Stored records
[start]
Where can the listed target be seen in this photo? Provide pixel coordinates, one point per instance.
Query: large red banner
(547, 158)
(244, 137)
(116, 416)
[end]
> _SET PROBLEM_
Could you write out these rows again, replacing "banner" with "sign" and leaving everything else unchanged?

> _RESULT OF THE TASK_
Where can the listed target be seen in this photo? Provide pixel coordinates, one point per instance.
Query: large red sign
(547, 158)
(244, 137)
(116, 416)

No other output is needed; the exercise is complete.